Exercise description: Please reproduce the lines of the items below word for word, omitting the pictures.

Region labeling records:
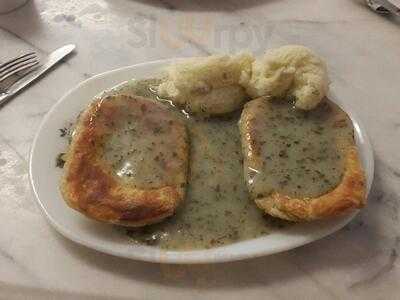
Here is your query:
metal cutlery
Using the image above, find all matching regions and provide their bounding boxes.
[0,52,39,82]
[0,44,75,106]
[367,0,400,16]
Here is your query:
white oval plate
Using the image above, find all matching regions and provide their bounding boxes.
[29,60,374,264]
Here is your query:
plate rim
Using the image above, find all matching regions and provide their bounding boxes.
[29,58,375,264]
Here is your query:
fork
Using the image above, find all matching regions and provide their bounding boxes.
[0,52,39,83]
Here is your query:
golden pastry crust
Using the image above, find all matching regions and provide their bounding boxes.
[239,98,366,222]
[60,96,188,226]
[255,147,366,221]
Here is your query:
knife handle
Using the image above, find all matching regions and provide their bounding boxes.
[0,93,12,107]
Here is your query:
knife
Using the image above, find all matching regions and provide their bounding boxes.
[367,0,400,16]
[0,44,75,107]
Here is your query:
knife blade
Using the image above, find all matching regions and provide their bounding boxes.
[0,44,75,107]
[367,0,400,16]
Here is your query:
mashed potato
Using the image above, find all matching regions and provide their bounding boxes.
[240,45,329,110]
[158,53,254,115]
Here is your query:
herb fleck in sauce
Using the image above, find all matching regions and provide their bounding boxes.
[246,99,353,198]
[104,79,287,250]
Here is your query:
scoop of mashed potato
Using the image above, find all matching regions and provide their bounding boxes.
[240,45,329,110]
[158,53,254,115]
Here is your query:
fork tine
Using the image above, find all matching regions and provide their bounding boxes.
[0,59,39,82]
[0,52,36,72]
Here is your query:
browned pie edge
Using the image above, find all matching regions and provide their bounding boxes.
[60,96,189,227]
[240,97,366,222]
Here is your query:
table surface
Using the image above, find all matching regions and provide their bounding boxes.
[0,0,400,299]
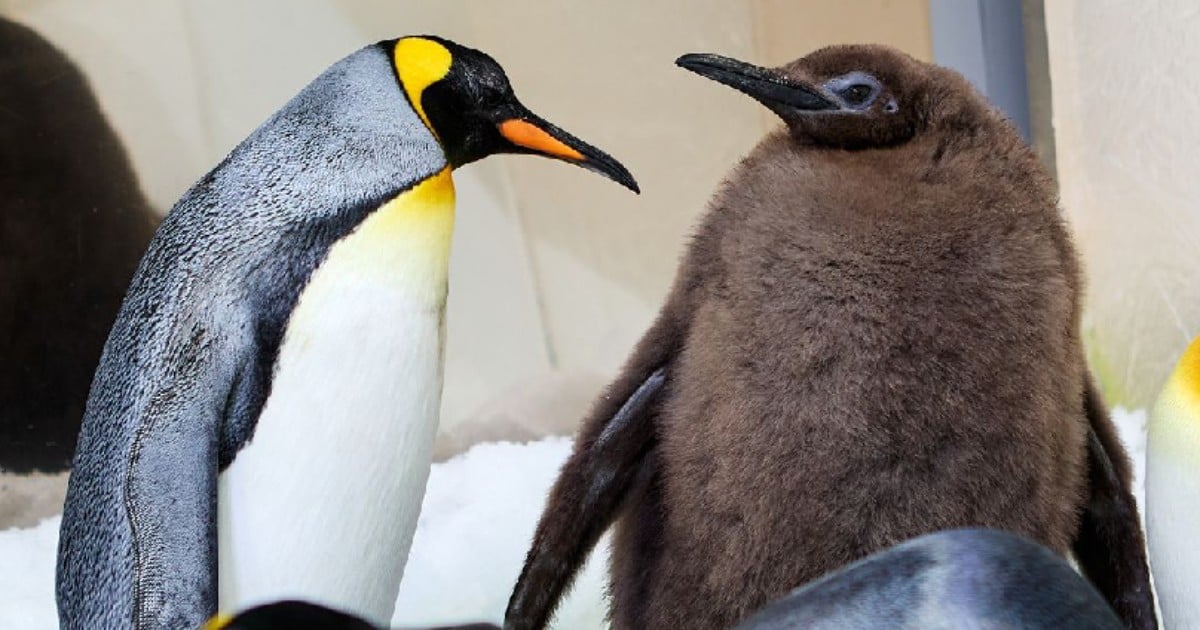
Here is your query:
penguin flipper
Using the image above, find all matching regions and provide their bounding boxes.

Exercise response:
Here is your query:
metal cutlery
Using the image above, find all matching regions and provide their bounding boxes.
[0,52,39,82]
[0,44,75,106]
[367,0,400,16]
Here is your query:
white oval plate
Using the image above, find all matching regions and provide their bounding boxes.
[29,60,374,264]
Here is your query:
plate rim
Using the image above, find all matching regions and provide their bounding boxes.
[29,58,375,264]
Here is your query:
fork
Using the image above, find all matching regions and provide their bounding boxes.
[0,52,39,83]
Here is your query:
golden pastry crust
Using the image above, find all matching regions and provide their bounding boxes.
[239,98,366,222]
[60,96,188,226]
[255,147,366,221]
Here is your query:
knife handle
Using the image above, find all matching regions and provide their bounding boxes.
[0,93,12,107]
Here is your query:
knife
Using the image above, find all matching regions and provide their bounding boxes.
[367,0,400,16]
[0,44,75,107]
Here is your query:
knife blade
Using the image above, find all matching regions and provide their bounding boxes.
[0,44,75,107]
[367,0,400,16]
Here is your query:
mashed potato
Using the image above, find all matching regions and provide their bounding boxes.
[240,45,329,110]
[158,53,254,115]
Here is your query:
herb fleck in sauce
Using the image above, find all matching regions and provide their bounding boxes.
[246,99,353,198]
[104,79,287,250]
Here is your query:
scoop of mashed potato
Using the image above, find all matching regions and provide their bounding boxes.
[240,45,329,110]
[158,53,254,115]
Here is your query:
fork tine
Using the image above, find all matching regions and provide their bounding boxes.
[0,59,39,82]
[0,52,36,72]
Here is your query:
browned pie edge
Using the image above, find all matching regions and provide their bounding boxes.
[60,96,189,227]
[240,97,366,222]
Here is your query:
table surface
Using the image above, find all matching regions and provide their bounding boxes.
[0,0,400,299]
Here is your query:
penguin flipper
Using the image above, find all matching regions and provide their bounding boxes.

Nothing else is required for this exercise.